**Selected excerpt**

= = = = = = =

Cancer is the leading cause of worldwide death for centuries, accounting millions of death annually. Breast cancer is the most frequent cancer in women.
Although promising, current therapies including surgery, chemotherapy and radiotherapy are still limited due to:
- lack of selectivity
- multidrug resistance and
- severe toxic side effects
These issues can be addressed by theranostics which has currently emerged as a single smart nanosystem able to assure both diagnosis and therapy. Moreover, combined chemotherapy, namely co-administration of two or more pharmaceuticals using a multifunctional nanoplatform, has been proposed as a viable solution to overcome the multidrug resistance. In this context, the main objective of the project is to develop a novel and cost effective way to design smart co-delivery platforms for theranostic applications in breast cancer, by combining the following strategies as key points:
- Co-encapsulation of two chemotherapeutic agents in order to obtain a synergistic effect, without compromising the functionality of each other;
- The use of a biofunctionalized polymer that combine biotin as a breast tumor targeting approach with amphiphilic chitosan advantanges;
- Comprehensive biological investigations towards understanding and control of nanoparticulate systems-cell interactions in animal tumour models;
- Incorporation of a fluorescent marker that enables cell specific imaging in addition to the tissue level imaging using MRI.

= = = = = = =

**Material provided**
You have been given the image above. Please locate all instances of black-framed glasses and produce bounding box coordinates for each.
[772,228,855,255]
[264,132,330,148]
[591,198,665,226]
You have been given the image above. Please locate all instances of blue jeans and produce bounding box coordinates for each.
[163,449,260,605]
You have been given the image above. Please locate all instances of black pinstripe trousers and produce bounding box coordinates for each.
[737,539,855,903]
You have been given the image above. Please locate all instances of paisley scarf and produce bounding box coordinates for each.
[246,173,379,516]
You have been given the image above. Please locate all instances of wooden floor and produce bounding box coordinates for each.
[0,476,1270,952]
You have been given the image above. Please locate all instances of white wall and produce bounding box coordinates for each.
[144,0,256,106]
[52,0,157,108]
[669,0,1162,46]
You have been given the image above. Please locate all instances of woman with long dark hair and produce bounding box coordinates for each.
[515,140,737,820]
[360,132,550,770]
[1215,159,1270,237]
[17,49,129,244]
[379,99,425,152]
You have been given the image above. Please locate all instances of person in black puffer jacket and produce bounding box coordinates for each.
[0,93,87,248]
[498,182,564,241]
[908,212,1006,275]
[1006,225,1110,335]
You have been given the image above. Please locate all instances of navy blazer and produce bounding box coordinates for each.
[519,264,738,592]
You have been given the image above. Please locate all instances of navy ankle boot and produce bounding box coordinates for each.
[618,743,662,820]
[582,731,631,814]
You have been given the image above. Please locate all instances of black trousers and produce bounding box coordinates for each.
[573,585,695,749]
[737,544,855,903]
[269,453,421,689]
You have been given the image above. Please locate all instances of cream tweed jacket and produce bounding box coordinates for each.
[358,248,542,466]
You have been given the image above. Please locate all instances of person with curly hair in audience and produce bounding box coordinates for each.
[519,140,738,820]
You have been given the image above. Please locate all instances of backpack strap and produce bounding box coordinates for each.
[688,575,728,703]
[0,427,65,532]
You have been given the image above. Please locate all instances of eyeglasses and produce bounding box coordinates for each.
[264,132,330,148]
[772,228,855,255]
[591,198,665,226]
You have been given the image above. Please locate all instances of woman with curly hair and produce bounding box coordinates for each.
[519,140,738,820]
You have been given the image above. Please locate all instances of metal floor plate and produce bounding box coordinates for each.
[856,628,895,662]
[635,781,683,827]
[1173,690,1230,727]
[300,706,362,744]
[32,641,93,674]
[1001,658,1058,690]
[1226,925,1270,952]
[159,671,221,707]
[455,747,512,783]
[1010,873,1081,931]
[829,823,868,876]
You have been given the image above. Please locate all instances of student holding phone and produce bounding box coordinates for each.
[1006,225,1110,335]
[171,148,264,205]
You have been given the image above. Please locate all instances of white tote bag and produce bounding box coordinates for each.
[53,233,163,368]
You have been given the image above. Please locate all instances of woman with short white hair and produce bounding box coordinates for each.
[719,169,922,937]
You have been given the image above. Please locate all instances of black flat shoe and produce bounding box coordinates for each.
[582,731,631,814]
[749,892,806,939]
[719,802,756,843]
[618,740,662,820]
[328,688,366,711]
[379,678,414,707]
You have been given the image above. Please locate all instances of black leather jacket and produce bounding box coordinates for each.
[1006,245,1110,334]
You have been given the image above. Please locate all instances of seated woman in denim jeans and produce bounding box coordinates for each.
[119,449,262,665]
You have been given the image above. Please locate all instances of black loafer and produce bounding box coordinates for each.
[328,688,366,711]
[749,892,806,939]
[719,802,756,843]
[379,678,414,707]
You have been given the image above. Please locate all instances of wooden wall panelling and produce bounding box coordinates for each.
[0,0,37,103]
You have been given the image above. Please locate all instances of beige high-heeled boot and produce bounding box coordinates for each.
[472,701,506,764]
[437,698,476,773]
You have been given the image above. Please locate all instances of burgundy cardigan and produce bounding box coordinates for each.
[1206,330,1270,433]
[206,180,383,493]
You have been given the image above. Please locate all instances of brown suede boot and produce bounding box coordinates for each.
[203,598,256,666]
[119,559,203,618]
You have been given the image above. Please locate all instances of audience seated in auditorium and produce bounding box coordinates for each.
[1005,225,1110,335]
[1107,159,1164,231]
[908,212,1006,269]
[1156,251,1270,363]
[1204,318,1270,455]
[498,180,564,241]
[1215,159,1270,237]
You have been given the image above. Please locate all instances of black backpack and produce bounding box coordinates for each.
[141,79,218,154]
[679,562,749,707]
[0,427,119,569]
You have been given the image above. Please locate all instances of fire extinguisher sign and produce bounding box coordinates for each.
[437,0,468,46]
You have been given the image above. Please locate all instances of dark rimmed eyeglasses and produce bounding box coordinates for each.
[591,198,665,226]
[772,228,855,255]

= = = = = = =

**Exercise instructions**
(a) From the breast cancer project description above, reproduce the passage that begins with the words containing "Cancer is the leading" and ends with "cancer in women.".
(b) According to the breast cancer project description, which imaging method is used at the tissue level?
(c) Translate this sentence from the breast cancer project description into Spanish: "Moreover, combined chemotherapy, namely co-administration of two or more pharmaceuticals using a multifunctional nanoplatform, has been proposed as a viable solution to overcome the multidrug resistance."

**Expected results**
(a)
Cancer is the leading cause of worldwide death for centuries, accounting millions of death annually. Breast cancer is the most frequent cancer in women.

(b) MRI

(c) Además, la quimioterapia combinada, es decir, la coadministración de dos o más fármacos mediante una nanoplataforma multifuncional, se ha propuesto como una solución viable para superar la resistencia a múltiples fármacos.